Check your understanding:
- a) In the text on dating in your 30s, what does Gray say partner choice ultimately comes down to?
- b) Extend the text on dating in your 30s, starting after its last sentence.

Document text:
* * * * * * *

Dump Your Divorce Bias
Although the divorce rate in America is falling, you may date people who are divorced when you’re in your 30s. It's not unusual to feel jealous or compare yourself to your new partner's former spouse. "One way to overcome jealousy of a partner's former spouse is to remember that person helped your partner become who they are," says Gray.
One of the advantages of dating a divorcee is that they've probably learned a lot from their former marriage that they can apply to a new relationship. "We are all eternally works in progress, and your partner's former spouse (and all of their previous partners) helped carve them into their current iteration that you are now benefiting from being close to," Gray continues.
If you feel your partner's relationship with their former spouse is inappropriate or doesn't respect the boundaries of your relationship, bring this concern to your partner and initiate a dialogue around it.
Be Open to Wider Age Range
Does age really matter? Not so much. "When it comes to dating in your 30s, there's a bit more acceptable range in terms of age when you're selecting your potential partner," says Gray. "Ultimately, it all comes down to maturity levels and alignment of life visions."
Don't be so quick to write people off because they're too old or too young for you. Relationships work because two people are in love, support each other mutually, have a great time together, and, most importantly, want the same things out of life and the relationship.
Don't Date Someone You're Not That Into
If you’re not into someone, stop talking to them, stop texting them, and stop hanging out with them. Life is too short. Wouldn’t you much rather get a good night's sleep than be out with someone you don't see a future with?

* * * * * * *

[Point localization data]
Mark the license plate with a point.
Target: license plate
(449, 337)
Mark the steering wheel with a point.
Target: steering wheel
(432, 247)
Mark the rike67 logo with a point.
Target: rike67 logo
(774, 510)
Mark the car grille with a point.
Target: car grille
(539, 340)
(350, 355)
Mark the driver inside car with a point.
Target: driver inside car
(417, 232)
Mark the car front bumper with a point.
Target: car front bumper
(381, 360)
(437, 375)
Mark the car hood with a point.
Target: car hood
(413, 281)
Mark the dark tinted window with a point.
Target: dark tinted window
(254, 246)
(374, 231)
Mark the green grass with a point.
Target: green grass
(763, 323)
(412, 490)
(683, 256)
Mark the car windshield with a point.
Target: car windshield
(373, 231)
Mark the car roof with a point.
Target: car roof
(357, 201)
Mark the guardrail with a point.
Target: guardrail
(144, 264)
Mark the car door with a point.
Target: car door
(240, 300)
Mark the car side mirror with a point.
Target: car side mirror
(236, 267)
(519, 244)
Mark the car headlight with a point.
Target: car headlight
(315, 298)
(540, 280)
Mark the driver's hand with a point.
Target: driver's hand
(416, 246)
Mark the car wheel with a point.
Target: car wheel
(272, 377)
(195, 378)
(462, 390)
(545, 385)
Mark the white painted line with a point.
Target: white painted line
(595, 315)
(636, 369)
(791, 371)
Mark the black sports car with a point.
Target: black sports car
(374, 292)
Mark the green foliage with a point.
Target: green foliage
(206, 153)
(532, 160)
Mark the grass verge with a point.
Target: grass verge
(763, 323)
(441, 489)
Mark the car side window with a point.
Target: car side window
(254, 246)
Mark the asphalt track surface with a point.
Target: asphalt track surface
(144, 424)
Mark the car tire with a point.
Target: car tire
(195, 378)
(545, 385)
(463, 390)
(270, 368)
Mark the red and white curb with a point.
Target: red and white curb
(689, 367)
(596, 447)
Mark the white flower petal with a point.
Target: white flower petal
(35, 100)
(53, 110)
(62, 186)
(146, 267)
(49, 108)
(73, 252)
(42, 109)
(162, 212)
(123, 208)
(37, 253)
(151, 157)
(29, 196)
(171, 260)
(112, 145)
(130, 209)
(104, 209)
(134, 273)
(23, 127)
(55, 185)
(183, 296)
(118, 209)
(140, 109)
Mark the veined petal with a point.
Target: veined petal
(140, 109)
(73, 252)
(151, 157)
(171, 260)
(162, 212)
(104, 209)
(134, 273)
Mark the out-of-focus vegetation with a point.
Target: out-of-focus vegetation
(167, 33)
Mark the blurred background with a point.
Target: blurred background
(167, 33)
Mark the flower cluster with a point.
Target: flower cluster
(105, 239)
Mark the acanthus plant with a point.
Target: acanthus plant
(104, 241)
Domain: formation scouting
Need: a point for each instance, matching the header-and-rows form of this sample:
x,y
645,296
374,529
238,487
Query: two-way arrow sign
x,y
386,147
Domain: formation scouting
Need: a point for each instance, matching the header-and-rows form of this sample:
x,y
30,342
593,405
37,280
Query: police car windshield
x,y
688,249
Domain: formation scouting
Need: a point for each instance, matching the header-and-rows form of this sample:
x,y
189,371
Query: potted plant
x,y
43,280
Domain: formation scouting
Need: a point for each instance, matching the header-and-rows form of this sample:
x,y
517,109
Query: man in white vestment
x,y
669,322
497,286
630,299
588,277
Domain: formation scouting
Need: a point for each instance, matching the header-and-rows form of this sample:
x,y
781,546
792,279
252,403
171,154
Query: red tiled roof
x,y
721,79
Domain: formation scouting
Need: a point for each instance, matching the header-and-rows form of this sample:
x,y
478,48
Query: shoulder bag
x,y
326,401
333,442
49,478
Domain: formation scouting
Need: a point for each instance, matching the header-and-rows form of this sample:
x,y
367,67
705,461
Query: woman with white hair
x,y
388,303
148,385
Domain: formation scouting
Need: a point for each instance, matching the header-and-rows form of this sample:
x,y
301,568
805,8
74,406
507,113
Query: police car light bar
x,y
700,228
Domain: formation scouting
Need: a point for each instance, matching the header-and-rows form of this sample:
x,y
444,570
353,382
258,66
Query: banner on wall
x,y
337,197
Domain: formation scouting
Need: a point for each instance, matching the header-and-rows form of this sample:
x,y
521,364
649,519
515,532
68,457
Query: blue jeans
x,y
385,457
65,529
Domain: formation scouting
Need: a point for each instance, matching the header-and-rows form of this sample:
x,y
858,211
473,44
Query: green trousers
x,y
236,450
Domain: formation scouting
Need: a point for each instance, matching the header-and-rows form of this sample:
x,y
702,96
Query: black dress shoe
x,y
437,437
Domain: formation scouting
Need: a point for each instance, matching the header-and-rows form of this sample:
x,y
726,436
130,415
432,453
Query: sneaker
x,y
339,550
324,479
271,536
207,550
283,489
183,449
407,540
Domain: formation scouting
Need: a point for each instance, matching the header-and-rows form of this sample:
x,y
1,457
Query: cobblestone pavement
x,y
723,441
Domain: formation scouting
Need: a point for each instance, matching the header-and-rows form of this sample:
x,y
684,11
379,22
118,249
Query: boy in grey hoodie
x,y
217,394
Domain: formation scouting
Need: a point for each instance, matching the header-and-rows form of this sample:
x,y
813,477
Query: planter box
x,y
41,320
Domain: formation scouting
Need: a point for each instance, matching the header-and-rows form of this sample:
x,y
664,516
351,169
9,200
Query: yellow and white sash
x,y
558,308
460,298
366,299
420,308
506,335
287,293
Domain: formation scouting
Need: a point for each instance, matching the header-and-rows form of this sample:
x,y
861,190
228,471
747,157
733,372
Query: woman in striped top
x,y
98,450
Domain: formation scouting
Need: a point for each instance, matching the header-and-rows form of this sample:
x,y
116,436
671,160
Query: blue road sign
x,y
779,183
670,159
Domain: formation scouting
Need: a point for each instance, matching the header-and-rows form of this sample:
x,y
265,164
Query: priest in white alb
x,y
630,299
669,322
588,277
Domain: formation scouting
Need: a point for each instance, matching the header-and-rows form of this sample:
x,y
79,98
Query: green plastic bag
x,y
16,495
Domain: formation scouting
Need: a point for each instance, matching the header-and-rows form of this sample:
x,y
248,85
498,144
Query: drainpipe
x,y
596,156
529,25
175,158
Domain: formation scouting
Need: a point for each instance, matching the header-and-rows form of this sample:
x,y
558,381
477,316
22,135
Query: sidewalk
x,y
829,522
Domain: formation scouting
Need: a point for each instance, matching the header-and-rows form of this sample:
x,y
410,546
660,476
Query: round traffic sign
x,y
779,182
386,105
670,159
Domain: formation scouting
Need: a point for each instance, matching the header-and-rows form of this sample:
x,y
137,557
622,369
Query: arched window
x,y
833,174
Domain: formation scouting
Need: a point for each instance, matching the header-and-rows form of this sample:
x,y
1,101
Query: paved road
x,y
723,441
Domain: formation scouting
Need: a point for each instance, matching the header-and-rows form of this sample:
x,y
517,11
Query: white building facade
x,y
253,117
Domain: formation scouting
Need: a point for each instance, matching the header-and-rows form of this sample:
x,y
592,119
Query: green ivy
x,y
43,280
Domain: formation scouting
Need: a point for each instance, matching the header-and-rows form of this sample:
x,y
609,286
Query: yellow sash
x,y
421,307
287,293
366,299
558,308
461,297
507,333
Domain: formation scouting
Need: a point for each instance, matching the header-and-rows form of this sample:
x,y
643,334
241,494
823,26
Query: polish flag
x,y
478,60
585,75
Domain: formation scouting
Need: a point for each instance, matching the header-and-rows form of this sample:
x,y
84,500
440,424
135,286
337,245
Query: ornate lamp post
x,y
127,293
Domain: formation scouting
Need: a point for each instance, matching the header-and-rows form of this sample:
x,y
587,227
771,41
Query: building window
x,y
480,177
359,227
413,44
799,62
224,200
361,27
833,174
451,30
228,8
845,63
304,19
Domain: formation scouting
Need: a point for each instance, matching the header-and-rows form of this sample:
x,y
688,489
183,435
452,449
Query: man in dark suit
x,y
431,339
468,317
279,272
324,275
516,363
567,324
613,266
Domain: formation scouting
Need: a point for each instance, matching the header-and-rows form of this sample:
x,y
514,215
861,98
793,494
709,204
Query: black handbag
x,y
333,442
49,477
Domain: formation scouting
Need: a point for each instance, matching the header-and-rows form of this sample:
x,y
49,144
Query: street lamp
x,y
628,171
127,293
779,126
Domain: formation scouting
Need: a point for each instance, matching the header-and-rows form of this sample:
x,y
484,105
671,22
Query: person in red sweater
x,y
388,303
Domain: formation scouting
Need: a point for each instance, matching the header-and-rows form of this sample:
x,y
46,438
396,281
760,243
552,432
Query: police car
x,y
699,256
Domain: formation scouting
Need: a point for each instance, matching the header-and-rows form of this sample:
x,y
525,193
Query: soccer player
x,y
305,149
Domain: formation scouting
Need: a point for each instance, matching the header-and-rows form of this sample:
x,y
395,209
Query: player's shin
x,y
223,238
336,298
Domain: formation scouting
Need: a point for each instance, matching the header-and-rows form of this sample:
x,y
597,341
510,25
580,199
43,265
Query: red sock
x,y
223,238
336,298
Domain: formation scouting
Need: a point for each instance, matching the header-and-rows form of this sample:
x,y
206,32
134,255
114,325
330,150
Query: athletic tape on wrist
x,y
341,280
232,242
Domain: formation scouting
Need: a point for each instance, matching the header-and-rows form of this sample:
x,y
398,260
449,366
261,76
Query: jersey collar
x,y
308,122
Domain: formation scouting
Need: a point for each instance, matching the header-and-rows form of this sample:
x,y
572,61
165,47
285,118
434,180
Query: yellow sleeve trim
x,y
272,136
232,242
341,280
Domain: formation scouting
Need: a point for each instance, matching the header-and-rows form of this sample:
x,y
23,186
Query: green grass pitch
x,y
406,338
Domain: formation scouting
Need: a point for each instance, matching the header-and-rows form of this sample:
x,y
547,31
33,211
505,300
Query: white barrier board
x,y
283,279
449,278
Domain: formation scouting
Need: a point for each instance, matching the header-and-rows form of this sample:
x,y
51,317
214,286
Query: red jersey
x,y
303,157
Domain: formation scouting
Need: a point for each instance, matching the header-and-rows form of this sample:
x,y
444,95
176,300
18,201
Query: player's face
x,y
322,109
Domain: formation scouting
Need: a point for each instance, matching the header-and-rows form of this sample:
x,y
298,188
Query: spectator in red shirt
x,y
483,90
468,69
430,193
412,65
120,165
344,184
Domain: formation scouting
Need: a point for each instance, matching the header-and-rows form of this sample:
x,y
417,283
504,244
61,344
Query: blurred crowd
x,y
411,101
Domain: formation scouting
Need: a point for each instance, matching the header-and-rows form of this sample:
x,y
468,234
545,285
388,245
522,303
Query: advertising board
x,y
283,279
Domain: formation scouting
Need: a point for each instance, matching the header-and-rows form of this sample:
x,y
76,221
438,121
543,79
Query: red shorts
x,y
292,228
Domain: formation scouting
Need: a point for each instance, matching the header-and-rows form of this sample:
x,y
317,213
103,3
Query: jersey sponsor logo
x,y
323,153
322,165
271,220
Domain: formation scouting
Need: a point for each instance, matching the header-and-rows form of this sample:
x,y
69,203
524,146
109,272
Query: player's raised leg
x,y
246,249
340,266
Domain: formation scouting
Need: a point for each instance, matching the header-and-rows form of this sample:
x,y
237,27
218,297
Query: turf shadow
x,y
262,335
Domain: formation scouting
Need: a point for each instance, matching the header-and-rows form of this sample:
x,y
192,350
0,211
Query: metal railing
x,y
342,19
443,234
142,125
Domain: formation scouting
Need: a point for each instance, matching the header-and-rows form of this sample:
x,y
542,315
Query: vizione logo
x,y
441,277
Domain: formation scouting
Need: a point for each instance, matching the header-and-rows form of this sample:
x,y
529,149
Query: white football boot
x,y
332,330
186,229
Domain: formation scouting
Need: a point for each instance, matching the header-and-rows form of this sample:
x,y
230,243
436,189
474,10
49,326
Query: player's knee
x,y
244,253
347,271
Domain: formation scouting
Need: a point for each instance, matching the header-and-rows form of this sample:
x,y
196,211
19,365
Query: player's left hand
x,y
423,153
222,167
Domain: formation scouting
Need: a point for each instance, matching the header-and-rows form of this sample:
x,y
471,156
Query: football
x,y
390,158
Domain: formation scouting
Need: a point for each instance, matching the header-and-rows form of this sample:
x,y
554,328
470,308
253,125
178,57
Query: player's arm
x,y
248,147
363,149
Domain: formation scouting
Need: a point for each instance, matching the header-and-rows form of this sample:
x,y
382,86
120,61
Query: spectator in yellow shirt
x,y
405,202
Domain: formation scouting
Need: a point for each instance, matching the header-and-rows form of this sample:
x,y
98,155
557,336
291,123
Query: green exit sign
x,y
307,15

* * * * * * *

Responses to the tasks:
- a) Maturity levels and alignment of life visions.

- b)
"In many ways, dating becomes more efficient in your 30s because you know what to optimize for," says Gray. Use this to your advantage by nipping any dead-end relationships in the bud.
Good communication is crucial to any relationship. When you’re dating in your 30s, you and your significant other should be able to talk to each other openly and honestly. Got into your first fight? Talk it out maturely. If you’re not communicating early on in the relationship, that will probably continue as things move forward.
Don’t give up fundamental things that make you who you are in order to find a significant other or accommodate a new partner. "Balancing and prioritizing our various values is a never-ending dance in life," says Gray.
Making time to date can be hard in your 30s, and you'll probably have to put certain things on the back-burner to make it a priority. Conversely, you may have to put dating aside at times to reach other goals. "The only thing that matters is that one listens to the deepest truth of their heart and then prioritizes that truth with consistent action," says Gray.
Don't Settle, but Don't Seek Perfection
Nobody should settle for a partner who they are only sort of into. The relationship won’t be healthy, nor will it last. Often, people in their 30s, especially women who want to have children, begin to panic at the idea of not settling down soon enough. This causes some to settle for a less-than-ideal partner for a sense of security.
"Instead of obsessing over your ticking clock, you can ground yourself in the idea that it may be more true for you to wait until you find the right person and adopt children with them versus racing to have biological children with a partner that you don't feel deeply aligned with," says Gray. However, you shouldn't wait around for perfection, either. Relationships are about meeting in the middle, and you have to be willing to accept a person for their whole self, flaws and all.